- [Exercise goal]: Find every line in the items below that contains the word "building", and copy each of those lines. Case counts.

####

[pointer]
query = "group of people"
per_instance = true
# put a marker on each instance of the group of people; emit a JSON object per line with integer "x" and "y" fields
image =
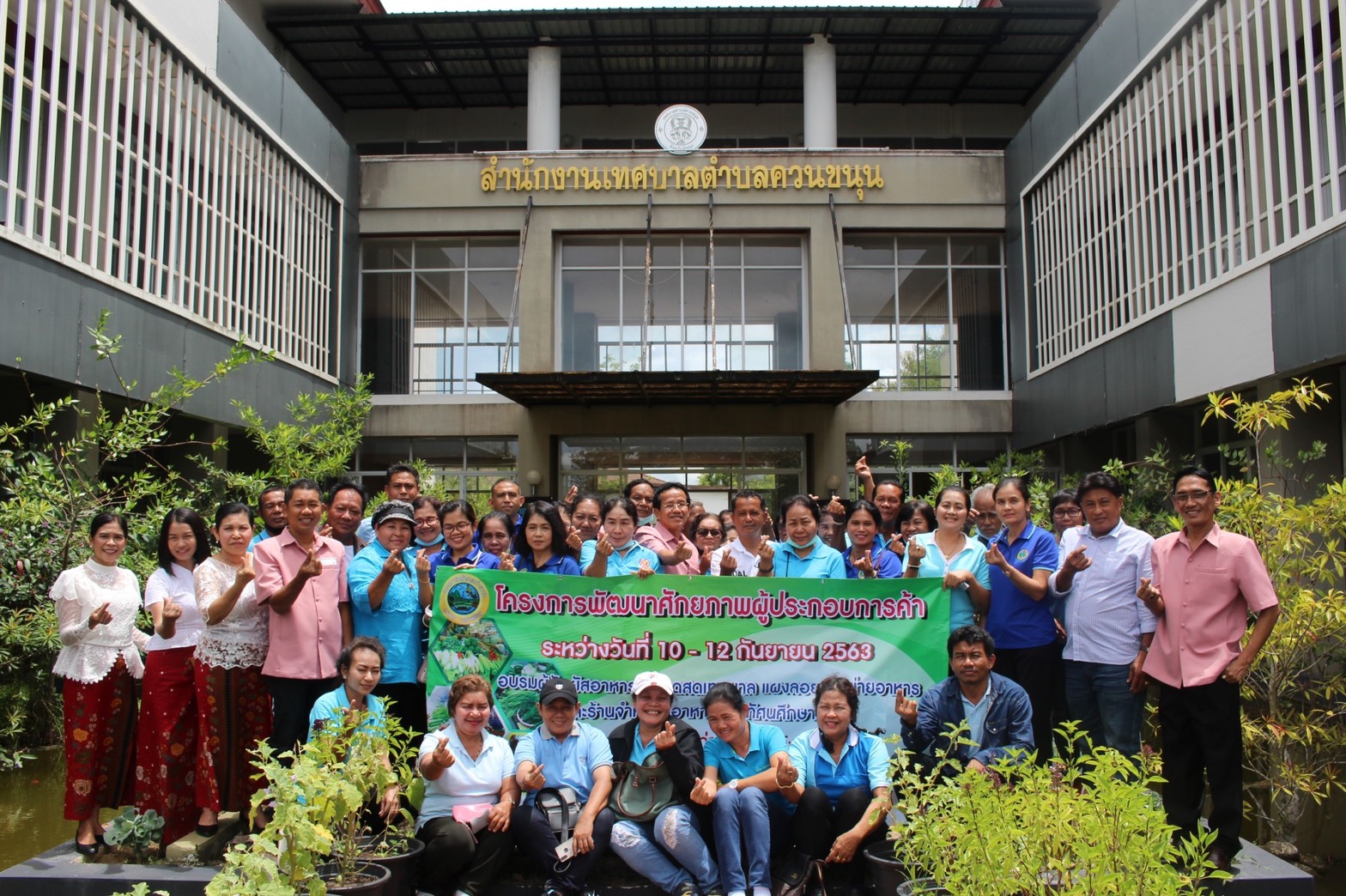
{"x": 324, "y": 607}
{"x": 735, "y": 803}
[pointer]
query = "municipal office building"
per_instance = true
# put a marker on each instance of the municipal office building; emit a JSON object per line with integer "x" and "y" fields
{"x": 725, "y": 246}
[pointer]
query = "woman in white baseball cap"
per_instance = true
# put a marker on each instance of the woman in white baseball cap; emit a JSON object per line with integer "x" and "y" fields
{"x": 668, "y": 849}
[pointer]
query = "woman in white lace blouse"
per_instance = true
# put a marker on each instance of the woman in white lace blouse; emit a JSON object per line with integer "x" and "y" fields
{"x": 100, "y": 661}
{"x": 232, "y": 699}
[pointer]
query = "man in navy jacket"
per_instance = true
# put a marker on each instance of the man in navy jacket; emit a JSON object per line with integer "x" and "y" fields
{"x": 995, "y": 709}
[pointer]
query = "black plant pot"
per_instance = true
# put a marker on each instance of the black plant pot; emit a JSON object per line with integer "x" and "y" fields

####

- [Complete output]:
query = "municipal office building"
# put a marker on each instance of the municipal office building; emit a JSON object per line with integer "x" and "y" fields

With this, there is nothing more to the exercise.